◆ **PROBLEM**: Can you show every line of the material that contains the word "black"? Only exact matches in case count.
:: LISTING
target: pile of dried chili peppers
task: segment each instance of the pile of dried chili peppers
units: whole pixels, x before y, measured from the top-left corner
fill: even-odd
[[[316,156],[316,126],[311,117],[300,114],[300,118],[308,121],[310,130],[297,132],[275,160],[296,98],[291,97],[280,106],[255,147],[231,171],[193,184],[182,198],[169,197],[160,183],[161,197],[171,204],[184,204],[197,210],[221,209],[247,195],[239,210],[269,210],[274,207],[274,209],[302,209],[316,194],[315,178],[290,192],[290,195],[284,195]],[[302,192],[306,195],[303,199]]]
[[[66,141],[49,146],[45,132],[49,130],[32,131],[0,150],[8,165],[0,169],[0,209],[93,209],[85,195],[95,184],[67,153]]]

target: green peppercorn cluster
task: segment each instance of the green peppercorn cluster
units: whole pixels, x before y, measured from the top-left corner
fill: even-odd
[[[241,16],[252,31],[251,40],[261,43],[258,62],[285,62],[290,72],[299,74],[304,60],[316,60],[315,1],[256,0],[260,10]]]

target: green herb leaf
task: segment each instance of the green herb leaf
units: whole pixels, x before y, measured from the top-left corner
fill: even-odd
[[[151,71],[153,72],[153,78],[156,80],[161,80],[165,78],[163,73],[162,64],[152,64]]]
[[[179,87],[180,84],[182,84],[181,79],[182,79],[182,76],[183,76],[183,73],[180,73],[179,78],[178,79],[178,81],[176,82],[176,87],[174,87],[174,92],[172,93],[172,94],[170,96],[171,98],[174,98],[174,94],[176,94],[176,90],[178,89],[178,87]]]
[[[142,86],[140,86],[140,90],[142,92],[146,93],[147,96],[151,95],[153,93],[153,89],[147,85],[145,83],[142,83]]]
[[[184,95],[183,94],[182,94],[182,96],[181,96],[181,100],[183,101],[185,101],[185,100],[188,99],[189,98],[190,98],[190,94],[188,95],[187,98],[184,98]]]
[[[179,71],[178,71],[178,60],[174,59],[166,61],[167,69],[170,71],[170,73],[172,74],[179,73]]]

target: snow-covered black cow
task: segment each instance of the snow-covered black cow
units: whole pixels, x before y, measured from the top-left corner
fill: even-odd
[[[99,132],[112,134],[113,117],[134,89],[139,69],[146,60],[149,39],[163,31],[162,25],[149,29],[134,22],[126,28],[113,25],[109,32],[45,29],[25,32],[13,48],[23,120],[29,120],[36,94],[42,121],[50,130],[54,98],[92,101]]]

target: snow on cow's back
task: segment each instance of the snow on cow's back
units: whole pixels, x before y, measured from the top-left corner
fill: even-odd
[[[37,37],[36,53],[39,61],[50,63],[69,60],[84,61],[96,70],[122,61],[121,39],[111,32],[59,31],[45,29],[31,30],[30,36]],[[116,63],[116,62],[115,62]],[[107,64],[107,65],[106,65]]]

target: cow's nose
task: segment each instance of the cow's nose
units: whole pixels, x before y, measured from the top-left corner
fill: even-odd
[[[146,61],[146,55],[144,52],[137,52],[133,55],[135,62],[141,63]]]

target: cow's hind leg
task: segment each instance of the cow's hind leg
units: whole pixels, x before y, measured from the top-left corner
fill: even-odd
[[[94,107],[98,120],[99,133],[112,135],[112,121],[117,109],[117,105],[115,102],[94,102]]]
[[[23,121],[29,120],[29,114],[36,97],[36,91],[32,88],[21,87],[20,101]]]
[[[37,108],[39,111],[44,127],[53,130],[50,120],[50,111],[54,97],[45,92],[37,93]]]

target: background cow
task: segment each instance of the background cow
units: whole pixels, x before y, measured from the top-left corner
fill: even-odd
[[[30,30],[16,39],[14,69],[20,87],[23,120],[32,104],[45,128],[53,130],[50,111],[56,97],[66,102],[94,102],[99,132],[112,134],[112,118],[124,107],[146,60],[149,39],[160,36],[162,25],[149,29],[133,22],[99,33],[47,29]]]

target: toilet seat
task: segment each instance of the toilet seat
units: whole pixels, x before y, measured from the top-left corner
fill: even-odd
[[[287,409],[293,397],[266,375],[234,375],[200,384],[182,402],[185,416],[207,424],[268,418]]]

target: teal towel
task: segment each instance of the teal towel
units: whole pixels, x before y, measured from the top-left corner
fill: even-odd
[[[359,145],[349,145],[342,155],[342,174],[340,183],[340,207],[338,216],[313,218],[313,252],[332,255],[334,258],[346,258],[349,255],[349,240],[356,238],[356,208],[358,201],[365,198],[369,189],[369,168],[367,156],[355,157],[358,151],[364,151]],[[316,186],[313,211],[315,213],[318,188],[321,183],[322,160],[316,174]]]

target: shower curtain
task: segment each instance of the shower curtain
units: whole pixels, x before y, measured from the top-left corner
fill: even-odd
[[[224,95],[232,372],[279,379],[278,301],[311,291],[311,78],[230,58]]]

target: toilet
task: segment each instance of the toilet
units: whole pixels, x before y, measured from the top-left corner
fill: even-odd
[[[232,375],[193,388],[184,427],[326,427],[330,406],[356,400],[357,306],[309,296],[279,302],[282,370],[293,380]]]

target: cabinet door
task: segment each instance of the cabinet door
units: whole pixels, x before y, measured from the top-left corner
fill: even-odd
::::
◆ **TASK OUTPUT**:
target: snow-covered black cow
task: segment each instance of the snow-covered black cow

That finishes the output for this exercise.